[Entries from a point annotation set]

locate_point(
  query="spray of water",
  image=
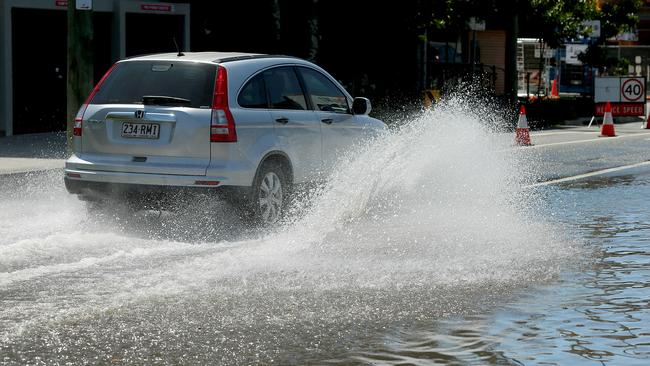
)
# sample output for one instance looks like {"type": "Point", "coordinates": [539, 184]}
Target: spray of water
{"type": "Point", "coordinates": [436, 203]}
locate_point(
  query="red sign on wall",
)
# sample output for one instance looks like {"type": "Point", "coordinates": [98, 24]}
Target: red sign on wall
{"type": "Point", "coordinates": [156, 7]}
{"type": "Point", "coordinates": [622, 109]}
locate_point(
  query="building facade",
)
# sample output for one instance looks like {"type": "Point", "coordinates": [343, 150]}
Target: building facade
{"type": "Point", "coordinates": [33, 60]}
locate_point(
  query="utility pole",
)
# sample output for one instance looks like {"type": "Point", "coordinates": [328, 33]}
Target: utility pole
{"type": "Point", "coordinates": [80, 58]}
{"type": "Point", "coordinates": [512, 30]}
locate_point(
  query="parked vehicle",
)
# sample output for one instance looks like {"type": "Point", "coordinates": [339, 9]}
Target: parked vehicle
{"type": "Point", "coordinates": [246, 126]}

▸ **TASK STATEMENT**: Transcribe every record above line for line, without changing any character, and leave out the pictures.

▸ **EXERCISE ANSWER**:
locate_point(
  query="spray of water",
  image=
)
# sample output for one instance looks like {"type": "Point", "coordinates": [539, 184]}
Target: spray of water
{"type": "Point", "coordinates": [436, 203]}
locate_point(
  query="red sign on wall",
)
# sample output for one instance looks like {"type": "Point", "coordinates": [98, 24]}
Target: red sign on wall
{"type": "Point", "coordinates": [156, 7]}
{"type": "Point", "coordinates": [622, 109]}
locate_point(
  query="building facade",
)
# sample output for one instance looks like {"type": "Point", "coordinates": [343, 150]}
Target: building facade
{"type": "Point", "coordinates": [33, 60]}
locate_point(
  query="utility pole",
)
# sample output for one instance looks like {"type": "Point", "coordinates": [328, 33]}
Target: utility pole
{"type": "Point", "coordinates": [80, 58]}
{"type": "Point", "coordinates": [512, 30]}
locate_point(
  query="parked vehicle",
)
# sample output for one instance looks like {"type": "Point", "coordinates": [339, 9]}
Target: parked vehicle
{"type": "Point", "coordinates": [246, 126]}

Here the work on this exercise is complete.